──────── Reading passage ────────

Re: Re: Re:4 Leftist?

…um, yeah, Blarbarella, you seem to know WaaaAAAAAY too much about crack. Ditch the pipe, honey, and rejoin the living, huh?

But the only thing spinning here is you, on a Harry Potter vibrating broom, that you never seem to learn how to fly, cuz, hasbara /NGO /racializing /ADLified/other distracting/derailing type trolling.

What you know about the law and the domecile or other private spaces could be written on a fingernail with a crayon.

And, the attack on the domecile, aka, the house /home /hearth /castle, whatever, while not new, was in fact, strengthened and MASSIVELY deployed in the DV sphere by the paternalistic/gendered/blatantly biased VAWA that was cheered on by the Andrea Dworkinites, and their cunty McKinnons.

And this only enabled the bullies with badges of whatever alphabet or gender to wage war on males, not females.

As for massage -a -vaginy or whatever you are on about, well, off the top, I can think of a few women who DESERVE well earned hate, just like I can think of a few men, but really, massage yer own vaginy, cuz I aint yer dildo, legally, metaphorically or otherwise.

And, in case you missed it, the agencies are chock full of "empowered women ” who, for whatever ideology they personally use to define themselves -all of these are working now for fascist /police state purposes. Go get ’em girls! Its for the childrins!

So, massa…miss OGS …misssaggy …..whatever that distracting, divisive word is, has nothing to do with hatred of women, and EVERYTHING to do with distracting us from seeing how, "empowered " the modern surveillance state is; and, how ideologically feminist, by any rational reading.

Or, does actual equality stick in your craw, and make you cackle such off topic nonsense as you did above?

But the Domestic Violence Industrial Complex (DVIC ) IS what the DEA relies upon, every time it kills or invades; and it relies on the "safety of de wimmins,an der kinder "; and depending also on women for their electoral /congressional/judicial / extra -judicial/media narrative complicity.

Anonymous Coward says:

Re: Re: Re: Who said judges cannot be creative.

Not sure why you see left/right in this issue, perhaps if you pointed out exactly what it is that upset up so.

Do you always call court rulings you disagree with leftist?
Our once great country … when was that exactly? Was that when women did not drive, vote or talk back? Was that when it was ok to own another human being? Is that when immigration was under control?

────────

• **Parts of the exercise**:
(1) In the forum thread, what does the Anonymous Coward ask about court rulings?
(2) Quote the part of the forum thread that opens with the words containing "And this only" and closes with "for the childrins!".
Base your replies on the forum thread alone.

──────── Raw records ────────

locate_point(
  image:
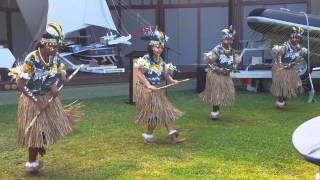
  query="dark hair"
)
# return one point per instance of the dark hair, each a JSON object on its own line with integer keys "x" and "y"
{"x": 150, "y": 53}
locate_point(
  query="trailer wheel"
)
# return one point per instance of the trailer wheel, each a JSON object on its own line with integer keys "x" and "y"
{"x": 302, "y": 70}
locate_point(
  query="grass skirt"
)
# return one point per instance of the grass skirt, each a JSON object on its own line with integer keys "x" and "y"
{"x": 219, "y": 90}
{"x": 153, "y": 107}
{"x": 285, "y": 82}
{"x": 53, "y": 124}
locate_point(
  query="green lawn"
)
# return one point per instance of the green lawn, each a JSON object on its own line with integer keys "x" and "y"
{"x": 252, "y": 141}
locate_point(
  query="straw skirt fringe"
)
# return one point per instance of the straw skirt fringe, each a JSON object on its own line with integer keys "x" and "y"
{"x": 153, "y": 107}
{"x": 219, "y": 90}
{"x": 285, "y": 82}
{"x": 50, "y": 126}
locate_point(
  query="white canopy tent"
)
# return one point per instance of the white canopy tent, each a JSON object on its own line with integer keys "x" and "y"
{"x": 74, "y": 15}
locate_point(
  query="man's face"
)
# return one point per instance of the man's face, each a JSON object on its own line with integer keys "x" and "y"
{"x": 295, "y": 39}
{"x": 157, "y": 49}
{"x": 51, "y": 48}
{"x": 228, "y": 41}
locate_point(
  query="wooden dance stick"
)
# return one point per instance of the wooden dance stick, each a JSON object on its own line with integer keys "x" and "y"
{"x": 230, "y": 70}
{"x": 172, "y": 84}
{"x": 50, "y": 100}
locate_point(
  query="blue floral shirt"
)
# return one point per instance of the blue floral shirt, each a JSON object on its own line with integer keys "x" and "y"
{"x": 225, "y": 58}
{"x": 41, "y": 75}
{"x": 290, "y": 52}
{"x": 155, "y": 70}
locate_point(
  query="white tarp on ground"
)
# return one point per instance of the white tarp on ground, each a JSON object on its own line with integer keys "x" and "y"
{"x": 6, "y": 58}
{"x": 73, "y": 15}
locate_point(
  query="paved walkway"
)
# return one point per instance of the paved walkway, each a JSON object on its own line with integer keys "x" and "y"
{"x": 87, "y": 92}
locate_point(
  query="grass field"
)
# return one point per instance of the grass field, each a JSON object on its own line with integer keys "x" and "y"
{"x": 252, "y": 141}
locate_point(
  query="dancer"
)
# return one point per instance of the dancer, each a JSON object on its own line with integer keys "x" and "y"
{"x": 37, "y": 78}
{"x": 219, "y": 90}
{"x": 285, "y": 81}
{"x": 153, "y": 107}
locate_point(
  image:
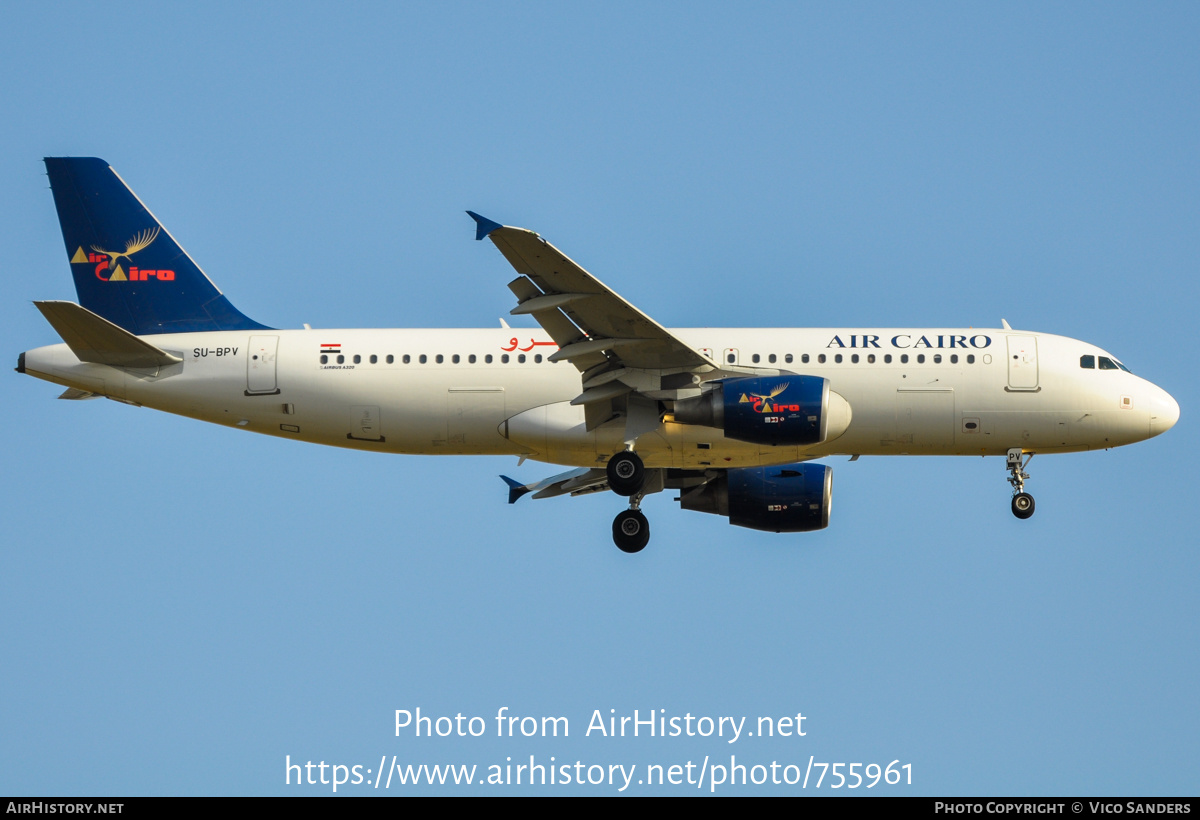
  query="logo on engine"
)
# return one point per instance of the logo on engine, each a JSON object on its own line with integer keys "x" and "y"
{"x": 762, "y": 401}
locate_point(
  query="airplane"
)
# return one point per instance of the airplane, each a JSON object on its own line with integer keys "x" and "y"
{"x": 730, "y": 418}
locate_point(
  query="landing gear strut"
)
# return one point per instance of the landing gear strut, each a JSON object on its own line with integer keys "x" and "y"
{"x": 1023, "y": 502}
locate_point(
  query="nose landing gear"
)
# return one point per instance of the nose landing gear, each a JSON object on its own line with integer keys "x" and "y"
{"x": 630, "y": 531}
{"x": 1023, "y": 502}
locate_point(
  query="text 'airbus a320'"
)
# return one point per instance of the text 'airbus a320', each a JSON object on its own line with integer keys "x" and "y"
{"x": 731, "y": 418}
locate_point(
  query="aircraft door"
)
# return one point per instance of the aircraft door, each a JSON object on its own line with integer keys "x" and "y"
{"x": 1023, "y": 363}
{"x": 261, "y": 366}
{"x": 365, "y": 424}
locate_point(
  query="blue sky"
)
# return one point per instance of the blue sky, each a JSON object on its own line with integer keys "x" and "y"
{"x": 184, "y": 605}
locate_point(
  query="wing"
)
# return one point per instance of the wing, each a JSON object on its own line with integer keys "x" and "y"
{"x": 594, "y": 328}
{"x": 576, "y": 482}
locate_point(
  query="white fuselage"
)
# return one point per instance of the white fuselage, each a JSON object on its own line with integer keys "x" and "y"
{"x": 918, "y": 391}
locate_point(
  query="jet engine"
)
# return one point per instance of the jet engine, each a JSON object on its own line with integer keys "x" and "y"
{"x": 785, "y": 498}
{"x": 779, "y": 410}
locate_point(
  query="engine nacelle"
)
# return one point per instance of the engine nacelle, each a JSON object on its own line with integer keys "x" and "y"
{"x": 778, "y": 410}
{"x": 786, "y": 498}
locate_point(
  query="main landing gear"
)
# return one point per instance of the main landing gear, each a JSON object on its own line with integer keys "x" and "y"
{"x": 1023, "y": 502}
{"x": 627, "y": 477}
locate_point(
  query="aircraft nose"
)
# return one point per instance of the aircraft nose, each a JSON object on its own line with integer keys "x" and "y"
{"x": 1164, "y": 412}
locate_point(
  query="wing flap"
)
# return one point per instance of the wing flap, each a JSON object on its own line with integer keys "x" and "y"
{"x": 604, "y": 321}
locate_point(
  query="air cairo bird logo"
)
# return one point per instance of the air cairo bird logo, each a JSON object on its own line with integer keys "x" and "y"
{"x": 108, "y": 268}
{"x": 762, "y": 402}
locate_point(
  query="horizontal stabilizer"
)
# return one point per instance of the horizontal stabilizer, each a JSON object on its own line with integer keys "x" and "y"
{"x": 97, "y": 340}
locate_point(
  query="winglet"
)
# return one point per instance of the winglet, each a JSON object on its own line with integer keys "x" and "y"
{"x": 516, "y": 489}
{"x": 484, "y": 226}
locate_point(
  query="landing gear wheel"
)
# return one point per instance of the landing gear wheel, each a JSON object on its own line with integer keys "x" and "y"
{"x": 630, "y": 531}
{"x": 1023, "y": 506}
{"x": 627, "y": 474}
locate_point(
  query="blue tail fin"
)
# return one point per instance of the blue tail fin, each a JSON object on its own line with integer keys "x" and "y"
{"x": 126, "y": 267}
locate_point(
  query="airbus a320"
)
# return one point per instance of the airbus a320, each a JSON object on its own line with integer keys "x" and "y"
{"x": 732, "y": 419}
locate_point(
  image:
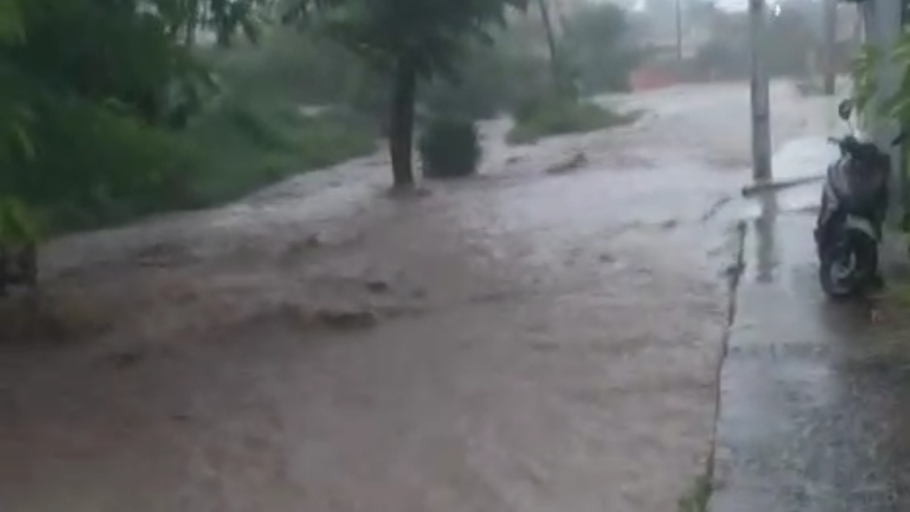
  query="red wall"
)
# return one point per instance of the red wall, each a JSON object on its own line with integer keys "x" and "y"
{"x": 646, "y": 77}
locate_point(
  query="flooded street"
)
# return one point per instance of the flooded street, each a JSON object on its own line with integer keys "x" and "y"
{"x": 528, "y": 340}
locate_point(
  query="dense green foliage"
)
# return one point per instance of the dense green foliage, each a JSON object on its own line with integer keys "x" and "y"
{"x": 410, "y": 42}
{"x": 450, "y": 147}
{"x": 109, "y": 111}
{"x": 597, "y": 41}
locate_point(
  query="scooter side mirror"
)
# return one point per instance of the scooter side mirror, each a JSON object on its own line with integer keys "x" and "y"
{"x": 845, "y": 109}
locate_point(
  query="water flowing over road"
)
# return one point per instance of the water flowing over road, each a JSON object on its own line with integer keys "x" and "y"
{"x": 527, "y": 340}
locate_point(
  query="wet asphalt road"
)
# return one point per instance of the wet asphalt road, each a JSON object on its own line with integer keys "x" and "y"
{"x": 814, "y": 395}
{"x": 527, "y": 341}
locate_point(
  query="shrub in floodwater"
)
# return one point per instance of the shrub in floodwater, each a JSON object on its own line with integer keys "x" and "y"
{"x": 450, "y": 148}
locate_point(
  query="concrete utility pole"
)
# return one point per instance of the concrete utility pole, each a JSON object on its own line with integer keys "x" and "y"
{"x": 761, "y": 116}
{"x": 830, "y": 45}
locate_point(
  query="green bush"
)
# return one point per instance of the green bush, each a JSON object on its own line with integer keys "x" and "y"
{"x": 248, "y": 143}
{"x": 450, "y": 147}
{"x": 541, "y": 117}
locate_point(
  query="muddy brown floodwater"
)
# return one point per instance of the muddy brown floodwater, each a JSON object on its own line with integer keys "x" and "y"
{"x": 526, "y": 340}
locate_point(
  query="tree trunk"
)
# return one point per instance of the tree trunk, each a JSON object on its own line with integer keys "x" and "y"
{"x": 555, "y": 64}
{"x": 401, "y": 123}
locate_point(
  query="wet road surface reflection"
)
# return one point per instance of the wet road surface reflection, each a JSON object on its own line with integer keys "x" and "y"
{"x": 814, "y": 398}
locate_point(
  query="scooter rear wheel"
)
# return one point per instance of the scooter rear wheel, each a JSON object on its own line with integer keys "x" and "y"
{"x": 846, "y": 270}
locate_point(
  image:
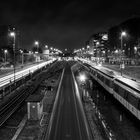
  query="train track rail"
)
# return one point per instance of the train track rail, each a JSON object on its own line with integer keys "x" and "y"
{"x": 7, "y": 110}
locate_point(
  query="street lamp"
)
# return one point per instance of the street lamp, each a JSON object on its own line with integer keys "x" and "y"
{"x": 37, "y": 45}
{"x": 12, "y": 34}
{"x": 123, "y": 34}
{"x": 5, "y": 52}
{"x": 22, "y": 55}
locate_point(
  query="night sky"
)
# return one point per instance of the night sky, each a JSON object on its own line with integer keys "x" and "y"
{"x": 64, "y": 23}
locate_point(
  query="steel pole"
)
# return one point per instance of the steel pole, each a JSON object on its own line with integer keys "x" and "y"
{"x": 14, "y": 57}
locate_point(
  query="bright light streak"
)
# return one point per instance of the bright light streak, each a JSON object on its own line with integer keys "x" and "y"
{"x": 82, "y": 77}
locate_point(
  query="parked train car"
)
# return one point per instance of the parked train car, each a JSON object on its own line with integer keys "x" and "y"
{"x": 126, "y": 91}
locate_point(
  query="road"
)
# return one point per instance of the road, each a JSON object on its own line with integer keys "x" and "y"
{"x": 68, "y": 123}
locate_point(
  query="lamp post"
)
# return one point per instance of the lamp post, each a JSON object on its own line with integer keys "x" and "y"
{"x": 37, "y": 45}
{"x": 123, "y": 34}
{"x": 12, "y": 34}
{"x": 22, "y": 57}
{"x": 5, "y": 52}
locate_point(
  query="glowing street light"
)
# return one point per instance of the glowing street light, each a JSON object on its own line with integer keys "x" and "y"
{"x": 13, "y": 34}
{"x": 123, "y": 34}
{"x": 82, "y": 77}
{"x": 5, "y": 52}
{"x": 37, "y": 45}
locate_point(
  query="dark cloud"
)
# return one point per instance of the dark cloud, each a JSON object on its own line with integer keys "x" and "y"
{"x": 64, "y": 23}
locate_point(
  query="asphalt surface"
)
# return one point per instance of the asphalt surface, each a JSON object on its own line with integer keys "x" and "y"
{"x": 68, "y": 123}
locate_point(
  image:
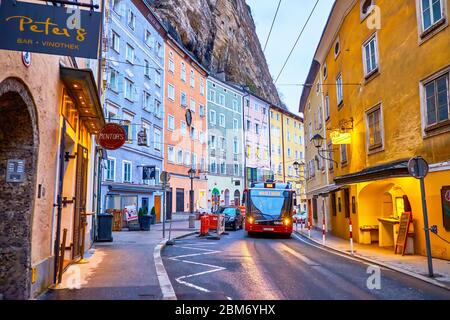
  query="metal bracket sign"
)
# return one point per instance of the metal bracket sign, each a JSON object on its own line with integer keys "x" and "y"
{"x": 65, "y": 31}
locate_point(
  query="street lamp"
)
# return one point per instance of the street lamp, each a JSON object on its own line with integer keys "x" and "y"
{"x": 191, "y": 173}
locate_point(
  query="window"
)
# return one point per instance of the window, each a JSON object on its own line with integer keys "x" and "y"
{"x": 327, "y": 108}
{"x": 131, "y": 20}
{"x": 431, "y": 13}
{"x": 180, "y": 157}
{"x": 192, "y": 105}
{"x": 235, "y": 146}
{"x": 183, "y": 98}
{"x": 202, "y": 87}
{"x": 171, "y": 92}
{"x": 212, "y": 96}
{"x": 192, "y": 79}
{"x": 343, "y": 153}
{"x": 115, "y": 42}
{"x": 236, "y": 170}
{"x": 183, "y": 72}
{"x": 187, "y": 159}
{"x": 366, "y": 6}
{"x": 157, "y": 139}
{"x": 194, "y": 161}
{"x": 171, "y": 65}
{"x": 212, "y": 117}
{"x": 193, "y": 134}
{"x": 235, "y": 124}
{"x": 130, "y": 54}
{"x": 202, "y": 111}
{"x": 126, "y": 172}
{"x": 113, "y": 80}
{"x": 339, "y": 89}
{"x": 110, "y": 169}
{"x": 221, "y": 100}
{"x": 183, "y": 128}
{"x": 436, "y": 94}
{"x": 374, "y": 128}
{"x": 370, "y": 56}
{"x": 147, "y": 101}
{"x": 158, "y": 78}
{"x": 148, "y": 39}
{"x": 129, "y": 90}
{"x": 222, "y": 120}
{"x": 147, "y": 69}
{"x": 170, "y": 123}
{"x": 337, "y": 48}
{"x": 158, "y": 109}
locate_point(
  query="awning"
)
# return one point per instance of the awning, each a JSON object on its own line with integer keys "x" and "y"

────────

• **Responses for each task**:
(1) "Do you always call court rulings you disagree with leftist?"

(2)
And this only enabled the bullies with badges of whatever alphabet or gender to wage war on males, not females.

As for massage -a -vaginy or whatever you are on about, well, off the top, I can think of a few women who DESERVE well earned hate, just like I can think of a few men, but really, massage yer own vaginy, cuz I aint yer dildo, legally, metaphorically or otherwise.

And, in case you missed it, the agencies are chock full of "empowered women ” who, for whatever ideology they personally use to define themselves -all of these are working now for fascist /police state purposes. Go get ’em girls! Its for the childrins!